And of them, there’s always concern about if State Farm is contracting or moving jobs elsewhere, like to Georgia, Arizona, or Texas. There’s always concern about proper state funding to ISU and if the university is going to grow like the U of I or contract like Eastern. And there’s especially concern with the health of Rivian, which appears to basically be floating along entirely on Amazon’s dime, and who knows if Bezos will keep making rounding errors in his financing or not.
B-N is a high ceiling and low floor market in future outlook as a result. If State Farm thrives and grows, if ISU has a great incoming class and Springfield doesn’t implode, and if Rivian turns a corner, this’ll be one of the hottest markets in the state. If State Farm contracts in-market, if ISU takes a step back, and if Rivian’s house of cards collapses, B-N is in a lot of trouble.

PROMPT 1:
In the passage on the B-N market, what kind of market is B-N called in terms of future outlook?
PROMPT 2:
Rewrite the passage on the B-N market starting with "B-N is a high" and going on through "lot of trouble.", swapping "Rivian" for "the automaker".
The listing that comes next has no connection to the passage on the B-N market.

RECORDS SUPPLIED:
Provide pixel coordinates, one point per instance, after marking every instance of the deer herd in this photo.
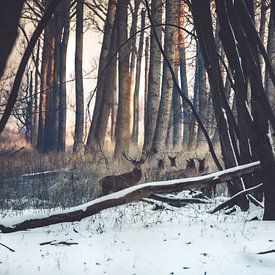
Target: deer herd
(162, 171)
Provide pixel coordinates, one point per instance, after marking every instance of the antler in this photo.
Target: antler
(175, 156)
(136, 162)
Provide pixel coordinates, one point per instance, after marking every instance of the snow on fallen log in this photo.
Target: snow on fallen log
(125, 196)
(232, 201)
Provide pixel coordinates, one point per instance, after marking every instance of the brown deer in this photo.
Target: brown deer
(114, 183)
(173, 161)
(189, 171)
(202, 169)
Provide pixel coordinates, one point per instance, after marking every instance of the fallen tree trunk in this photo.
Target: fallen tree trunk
(178, 202)
(131, 194)
(232, 201)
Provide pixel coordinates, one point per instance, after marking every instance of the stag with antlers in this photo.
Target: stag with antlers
(173, 160)
(114, 183)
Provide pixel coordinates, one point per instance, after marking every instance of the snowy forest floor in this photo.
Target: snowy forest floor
(138, 239)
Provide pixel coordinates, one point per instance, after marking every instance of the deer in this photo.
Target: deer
(114, 183)
(157, 172)
(189, 171)
(173, 161)
(202, 169)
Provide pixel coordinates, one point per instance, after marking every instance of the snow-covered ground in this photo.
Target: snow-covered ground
(135, 239)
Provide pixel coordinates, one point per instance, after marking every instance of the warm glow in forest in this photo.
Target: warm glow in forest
(125, 123)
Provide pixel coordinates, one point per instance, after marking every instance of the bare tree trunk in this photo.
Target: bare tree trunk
(177, 104)
(154, 77)
(110, 90)
(146, 83)
(62, 77)
(133, 61)
(167, 81)
(23, 63)
(79, 93)
(101, 79)
(48, 139)
(203, 24)
(183, 74)
(271, 52)
(135, 135)
(124, 102)
(10, 15)
(45, 63)
(36, 85)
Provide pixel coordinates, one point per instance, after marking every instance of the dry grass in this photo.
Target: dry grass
(79, 174)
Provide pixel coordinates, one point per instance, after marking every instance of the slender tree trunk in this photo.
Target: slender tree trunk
(62, 77)
(183, 74)
(124, 101)
(146, 83)
(133, 61)
(48, 139)
(167, 81)
(101, 79)
(177, 103)
(135, 134)
(203, 25)
(271, 52)
(45, 63)
(154, 77)
(36, 111)
(109, 90)
(79, 93)
(10, 15)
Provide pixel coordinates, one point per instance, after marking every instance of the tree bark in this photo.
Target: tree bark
(62, 76)
(101, 79)
(124, 101)
(132, 194)
(167, 81)
(79, 93)
(23, 63)
(135, 134)
(10, 15)
(154, 77)
(203, 25)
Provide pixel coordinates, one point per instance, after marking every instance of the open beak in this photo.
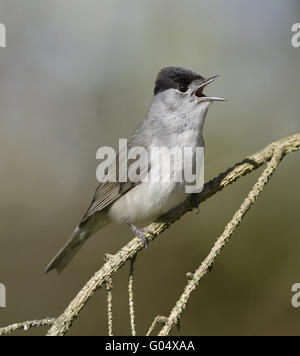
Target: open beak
(199, 91)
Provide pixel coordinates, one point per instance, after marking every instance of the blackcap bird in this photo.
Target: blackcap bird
(175, 119)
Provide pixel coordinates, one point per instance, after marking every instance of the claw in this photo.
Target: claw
(195, 204)
(140, 233)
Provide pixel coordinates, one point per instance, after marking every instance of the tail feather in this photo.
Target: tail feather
(65, 255)
(77, 239)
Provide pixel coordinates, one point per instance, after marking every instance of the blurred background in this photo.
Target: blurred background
(77, 75)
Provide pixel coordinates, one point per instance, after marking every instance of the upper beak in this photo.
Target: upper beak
(199, 91)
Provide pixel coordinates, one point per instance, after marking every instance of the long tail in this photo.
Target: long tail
(77, 239)
(64, 256)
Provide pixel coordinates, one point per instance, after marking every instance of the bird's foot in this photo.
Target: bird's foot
(195, 203)
(141, 233)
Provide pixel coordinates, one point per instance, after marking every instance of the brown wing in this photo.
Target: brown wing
(107, 192)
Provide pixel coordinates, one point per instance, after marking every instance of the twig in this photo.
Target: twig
(130, 294)
(26, 325)
(221, 242)
(109, 287)
(65, 320)
(159, 319)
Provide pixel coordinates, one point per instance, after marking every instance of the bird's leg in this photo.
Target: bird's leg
(141, 233)
(195, 203)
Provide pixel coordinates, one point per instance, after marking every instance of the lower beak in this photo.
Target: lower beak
(199, 91)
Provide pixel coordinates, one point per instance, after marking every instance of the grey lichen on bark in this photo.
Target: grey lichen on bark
(270, 155)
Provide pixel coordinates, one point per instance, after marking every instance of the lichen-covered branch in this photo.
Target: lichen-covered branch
(26, 325)
(130, 297)
(221, 242)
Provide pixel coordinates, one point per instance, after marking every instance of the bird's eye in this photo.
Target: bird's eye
(183, 88)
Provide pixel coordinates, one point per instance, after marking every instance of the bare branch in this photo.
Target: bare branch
(26, 325)
(249, 164)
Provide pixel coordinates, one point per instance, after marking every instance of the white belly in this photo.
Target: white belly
(147, 201)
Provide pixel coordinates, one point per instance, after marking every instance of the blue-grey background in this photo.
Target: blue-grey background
(77, 75)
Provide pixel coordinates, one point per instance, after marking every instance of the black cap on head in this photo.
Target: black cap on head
(174, 77)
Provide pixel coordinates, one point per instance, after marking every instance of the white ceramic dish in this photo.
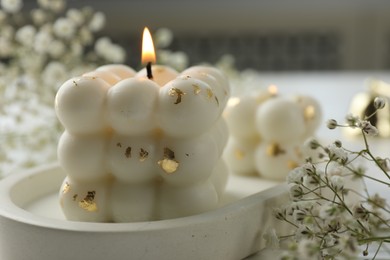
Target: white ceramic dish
(32, 226)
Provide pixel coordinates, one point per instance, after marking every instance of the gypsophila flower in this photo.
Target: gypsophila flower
(337, 182)
(303, 232)
(56, 48)
(377, 201)
(38, 16)
(384, 163)
(337, 154)
(299, 216)
(54, 74)
(271, 239)
(296, 175)
(329, 210)
(3, 17)
(379, 102)
(360, 212)
(367, 128)
(11, 6)
(352, 120)
(308, 249)
(311, 181)
(331, 123)
(314, 144)
(5, 47)
(75, 16)
(163, 37)
(296, 192)
(331, 227)
(64, 28)
(52, 5)
(42, 40)
(35, 59)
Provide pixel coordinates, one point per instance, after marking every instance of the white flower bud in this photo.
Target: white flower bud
(331, 124)
(379, 102)
(11, 6)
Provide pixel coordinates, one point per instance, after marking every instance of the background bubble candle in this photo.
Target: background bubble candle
(268, 132)
(142, 146)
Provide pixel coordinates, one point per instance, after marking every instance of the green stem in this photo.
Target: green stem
(377, 250)
(372, 157)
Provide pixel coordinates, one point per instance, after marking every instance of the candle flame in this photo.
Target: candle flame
(148, 53)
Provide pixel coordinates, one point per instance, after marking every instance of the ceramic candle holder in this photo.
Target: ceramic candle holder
(140, 149)
(33, 226)
(268, 132)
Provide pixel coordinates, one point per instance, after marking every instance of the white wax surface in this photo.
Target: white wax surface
(238, 187)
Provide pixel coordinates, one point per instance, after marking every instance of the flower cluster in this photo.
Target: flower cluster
(332, 214)
(39, 50)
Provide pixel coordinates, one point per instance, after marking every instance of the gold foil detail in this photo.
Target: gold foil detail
(168, 163)
(66, 188)
(196, 89)
(160, 69)
(176, 92)
(88, 203)
(128, 152)
(292, 164)
(309, 113)
(216, 99)
(210, 93)
(158, 133)
(239, 154)
(274, 150)
(143, 155)
(298, 152)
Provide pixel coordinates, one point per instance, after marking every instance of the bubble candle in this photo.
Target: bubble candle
(142, 146)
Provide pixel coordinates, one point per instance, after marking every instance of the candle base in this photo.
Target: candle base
(32, 224)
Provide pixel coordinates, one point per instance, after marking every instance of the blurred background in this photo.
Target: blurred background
(266, 35)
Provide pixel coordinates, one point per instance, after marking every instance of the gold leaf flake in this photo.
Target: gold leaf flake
(66, 188)
(309, 113)
(143, 155)
(196, 89)
(176, 92)
(292, 164)
(274, 150)
(128, 152)
(168, 163)
(298, 152)
(210, 93)
(239, 154)
(216, 99)
(88, 203)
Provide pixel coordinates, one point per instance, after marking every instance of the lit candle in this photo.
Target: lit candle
(144, 145)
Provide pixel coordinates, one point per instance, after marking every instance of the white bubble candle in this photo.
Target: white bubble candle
(268, 132)
(142, 146)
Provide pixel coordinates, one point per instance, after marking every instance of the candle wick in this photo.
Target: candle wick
(149, 70)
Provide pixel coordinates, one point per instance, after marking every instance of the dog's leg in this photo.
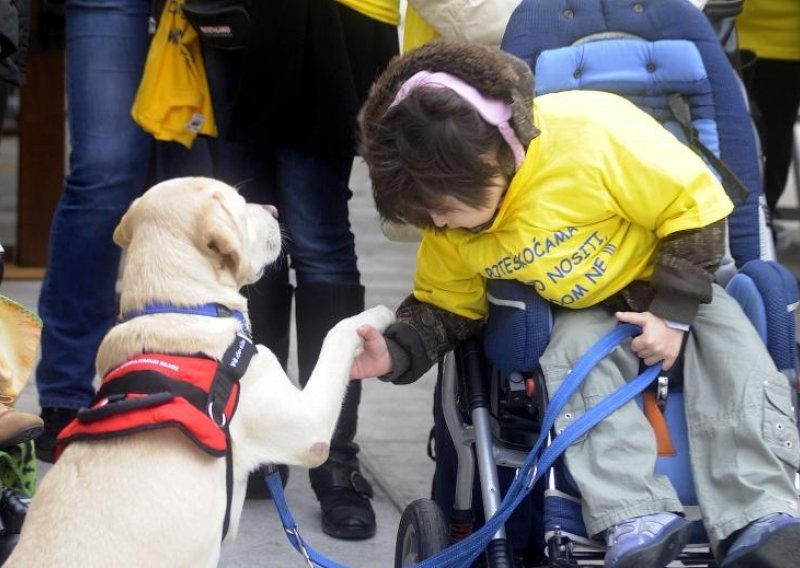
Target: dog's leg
(290, 426)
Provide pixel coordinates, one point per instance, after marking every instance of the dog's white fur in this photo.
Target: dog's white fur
(154, 498)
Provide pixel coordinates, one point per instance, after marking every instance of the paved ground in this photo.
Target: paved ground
(393, 430)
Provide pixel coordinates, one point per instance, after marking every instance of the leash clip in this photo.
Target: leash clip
(294, 534)
(223, 420)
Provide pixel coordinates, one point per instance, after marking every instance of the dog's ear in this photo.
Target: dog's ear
(124, 231)
(219, 232)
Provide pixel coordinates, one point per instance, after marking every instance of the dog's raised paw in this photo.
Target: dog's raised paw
(319, 450)
(380, 317)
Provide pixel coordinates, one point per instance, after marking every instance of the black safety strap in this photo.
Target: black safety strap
(232, 367)
(680, 110)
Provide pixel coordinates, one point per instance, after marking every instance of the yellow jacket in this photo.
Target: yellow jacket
(386, 11)
(771, 28)
(582, 218)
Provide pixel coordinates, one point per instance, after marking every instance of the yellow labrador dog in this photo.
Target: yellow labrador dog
(153, 498)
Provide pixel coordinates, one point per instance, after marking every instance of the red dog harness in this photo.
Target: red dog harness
(195, 394)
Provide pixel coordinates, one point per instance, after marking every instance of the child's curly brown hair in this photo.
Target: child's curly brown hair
(434, 143)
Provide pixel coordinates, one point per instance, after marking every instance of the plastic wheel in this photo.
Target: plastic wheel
(422, 533)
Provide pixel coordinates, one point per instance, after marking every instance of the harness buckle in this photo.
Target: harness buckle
(222, 421)
(662, 392)
(300, 545)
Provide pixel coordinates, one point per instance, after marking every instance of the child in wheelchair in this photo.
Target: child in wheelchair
(609, 217)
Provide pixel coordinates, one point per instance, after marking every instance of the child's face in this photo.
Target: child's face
(455, 214)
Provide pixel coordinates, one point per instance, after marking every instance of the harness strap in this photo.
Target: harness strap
(656, 418)
(681, 111)
(211, 310)
(150, 382)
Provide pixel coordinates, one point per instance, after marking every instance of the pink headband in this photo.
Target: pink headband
(494, 111)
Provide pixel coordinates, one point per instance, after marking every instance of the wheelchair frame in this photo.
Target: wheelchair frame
(472, 413)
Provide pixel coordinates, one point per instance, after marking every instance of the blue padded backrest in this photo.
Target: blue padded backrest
(518, 328)
(540, 25)
(768, 294)
(642, 71)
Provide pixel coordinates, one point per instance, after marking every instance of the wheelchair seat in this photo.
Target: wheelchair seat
(649, 51)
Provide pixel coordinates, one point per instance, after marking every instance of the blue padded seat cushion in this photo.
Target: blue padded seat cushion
(643, 72)
(539, 25)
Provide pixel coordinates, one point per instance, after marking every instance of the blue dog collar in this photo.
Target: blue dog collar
(210, 310)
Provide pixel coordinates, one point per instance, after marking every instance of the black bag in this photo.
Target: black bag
(221, 24)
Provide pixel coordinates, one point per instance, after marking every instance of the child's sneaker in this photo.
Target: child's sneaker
(766, 543)
(651, 540)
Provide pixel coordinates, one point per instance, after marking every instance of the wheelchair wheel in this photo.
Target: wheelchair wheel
(421, 534)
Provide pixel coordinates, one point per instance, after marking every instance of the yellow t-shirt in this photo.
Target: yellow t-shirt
(386, 11)
(771, 28)
(582, 218)
(416, 30)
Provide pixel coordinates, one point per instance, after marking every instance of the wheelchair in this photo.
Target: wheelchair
(678, 64)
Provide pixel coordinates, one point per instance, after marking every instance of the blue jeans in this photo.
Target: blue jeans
(310, 188)
(110, 155)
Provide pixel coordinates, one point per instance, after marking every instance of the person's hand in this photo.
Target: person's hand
(375, 360)
(658, 342)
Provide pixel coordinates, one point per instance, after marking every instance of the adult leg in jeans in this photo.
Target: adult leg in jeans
(106, 47)
(313, 196)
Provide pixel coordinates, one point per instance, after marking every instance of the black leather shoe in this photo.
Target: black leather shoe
(344, 496)
(55, 419)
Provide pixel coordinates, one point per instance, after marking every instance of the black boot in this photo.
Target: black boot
(270, 305)
(55, 419)
(344, 494)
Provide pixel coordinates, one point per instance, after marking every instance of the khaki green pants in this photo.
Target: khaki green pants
(743, 437)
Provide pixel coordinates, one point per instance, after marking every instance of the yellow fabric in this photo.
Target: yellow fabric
(771, 28)
(578, 226)
(416, 30)
(173, 102)
(386, 11)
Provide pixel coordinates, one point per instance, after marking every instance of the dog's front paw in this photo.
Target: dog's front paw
(379, 317)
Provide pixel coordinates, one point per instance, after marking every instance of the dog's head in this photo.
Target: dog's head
(201, 219)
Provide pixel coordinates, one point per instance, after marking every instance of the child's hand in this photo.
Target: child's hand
(375, 360)
(657, 341)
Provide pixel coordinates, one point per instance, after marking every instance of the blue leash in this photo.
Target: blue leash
(536, 464)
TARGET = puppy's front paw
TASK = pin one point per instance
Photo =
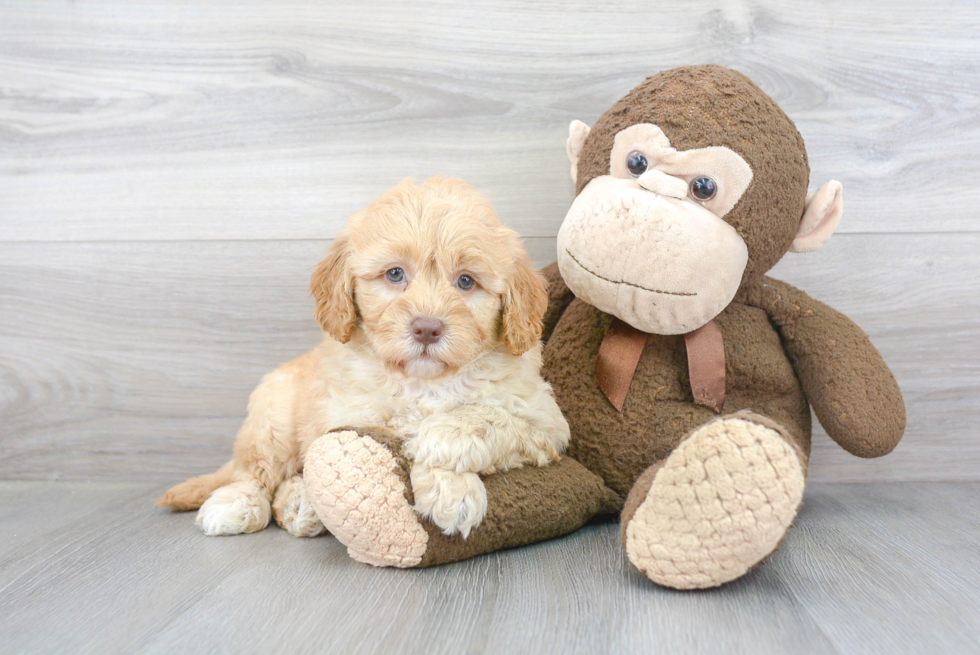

TASK ANSWER 1:
A high ceiling and low floor market.

TASK ANSWER 2:
B-N is a high ceiling and low floor market in future outlook as a result. If State Farm thrives and grows, if ISU has a great incoming class and Springfield doesn’t implode, and if the automaker turns a corner, this’ll be one of the hottest markets in the state. If State Farm contracts in-market, if ISU takes a step back, and if the automaker’s house of cards collapses, B-N is in a lot of trouble.